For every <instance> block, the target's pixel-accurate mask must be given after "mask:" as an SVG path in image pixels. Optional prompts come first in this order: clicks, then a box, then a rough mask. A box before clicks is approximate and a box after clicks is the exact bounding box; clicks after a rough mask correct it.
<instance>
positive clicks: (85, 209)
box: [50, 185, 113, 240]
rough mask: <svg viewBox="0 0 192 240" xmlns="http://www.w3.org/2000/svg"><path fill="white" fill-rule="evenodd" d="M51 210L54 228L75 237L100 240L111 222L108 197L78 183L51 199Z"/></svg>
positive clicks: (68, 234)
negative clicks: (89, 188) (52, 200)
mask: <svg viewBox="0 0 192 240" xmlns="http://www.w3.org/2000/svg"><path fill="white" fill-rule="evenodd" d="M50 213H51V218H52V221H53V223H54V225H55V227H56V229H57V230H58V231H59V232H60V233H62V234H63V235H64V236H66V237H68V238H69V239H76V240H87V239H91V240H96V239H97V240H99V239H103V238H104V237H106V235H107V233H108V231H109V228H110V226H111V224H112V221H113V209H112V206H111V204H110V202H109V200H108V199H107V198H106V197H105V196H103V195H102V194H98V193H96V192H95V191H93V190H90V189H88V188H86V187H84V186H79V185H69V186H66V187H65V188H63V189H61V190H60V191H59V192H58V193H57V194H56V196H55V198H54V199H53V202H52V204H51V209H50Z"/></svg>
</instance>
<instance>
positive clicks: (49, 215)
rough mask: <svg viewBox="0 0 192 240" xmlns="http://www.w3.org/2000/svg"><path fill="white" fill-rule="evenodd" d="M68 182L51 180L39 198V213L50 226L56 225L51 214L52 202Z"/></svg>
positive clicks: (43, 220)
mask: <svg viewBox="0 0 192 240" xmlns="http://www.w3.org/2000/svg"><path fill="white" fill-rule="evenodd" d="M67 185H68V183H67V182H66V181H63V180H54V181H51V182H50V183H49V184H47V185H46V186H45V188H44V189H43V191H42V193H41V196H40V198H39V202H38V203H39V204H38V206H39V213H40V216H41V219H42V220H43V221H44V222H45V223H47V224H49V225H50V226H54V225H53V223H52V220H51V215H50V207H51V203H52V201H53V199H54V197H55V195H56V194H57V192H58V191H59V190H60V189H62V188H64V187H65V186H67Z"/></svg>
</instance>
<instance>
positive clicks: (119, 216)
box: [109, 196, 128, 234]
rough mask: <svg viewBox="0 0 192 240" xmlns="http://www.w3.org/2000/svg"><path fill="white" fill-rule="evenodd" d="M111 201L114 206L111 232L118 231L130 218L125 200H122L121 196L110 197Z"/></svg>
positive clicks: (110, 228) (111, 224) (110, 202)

**********

• Action item:
From the start of the data to the line that holds "182L51 180L39 198V213L50", retype each line exactly, with both ends included.

• Result:
For every <instance> block, the target's pixel-accurate mask must be given after "mask:" as an SVG path in image pixels. Optional prompts come first in this order: clicks, then a box, then a rough mask. A box before clicks is approximate and a box after clicks is the exact bounding box; clicks after a rough mask correct it.
<instance>
positive clicks: (85, 209)
box: [50, 185, 113, 240]
rough mask: <svg viewBox="0 0 192 240" xmlns="http://www.w3.org/2000/svg"><path fill="white" fill-rule="evenodd" d="M51 210L54 228L75 237L100 240L111 222L108 197L78 183L51 199Z"/></svg>
positive clicks: (68, 234)
negative clicks: (89, 188) (52, 200)
mask: <svg viewBox="0 0 192 240" xmlns="http://www.w3.org/2000/svg"><path fill="white" fill-rule="evenodd" d="M50 213H51V218H52V221H53V223H54V225H55V227H56V229H57V230H58V231H59V232H60V233H62V234H63V235H64V236H66V237H68V238H69V239H76V240H87V239H91V240H96V239H97V240H99V239H103V238H104V237H106V235H107V233H108V231H109V228H110V226H111V224H112V221H113V209H112V206H111V204H110V202H109V200H108V199H107V198H106V197H105V196H103V195H102V194H98V193H96V192H95V191H93V190H90V189H88V188H86V187H84V186H79V185H69V186H66V187H65V188H63V189H61V190H60V191H59V192H58V193H57V194H56V196H55V198H54V199H53V202H52V204H51V209H50Z"/></svg>
</instance>
<instance>
positive clicks: (49, 215)
rough mask: <svg viewBox="0 0 192 240" xmlns="http://www.w3.org/2000/svg"><path fill="white" fill-rule="evenodd" d="M68 182L51 180L39 198V213L50 226L56 225L51 214L52 202Z"/></svg>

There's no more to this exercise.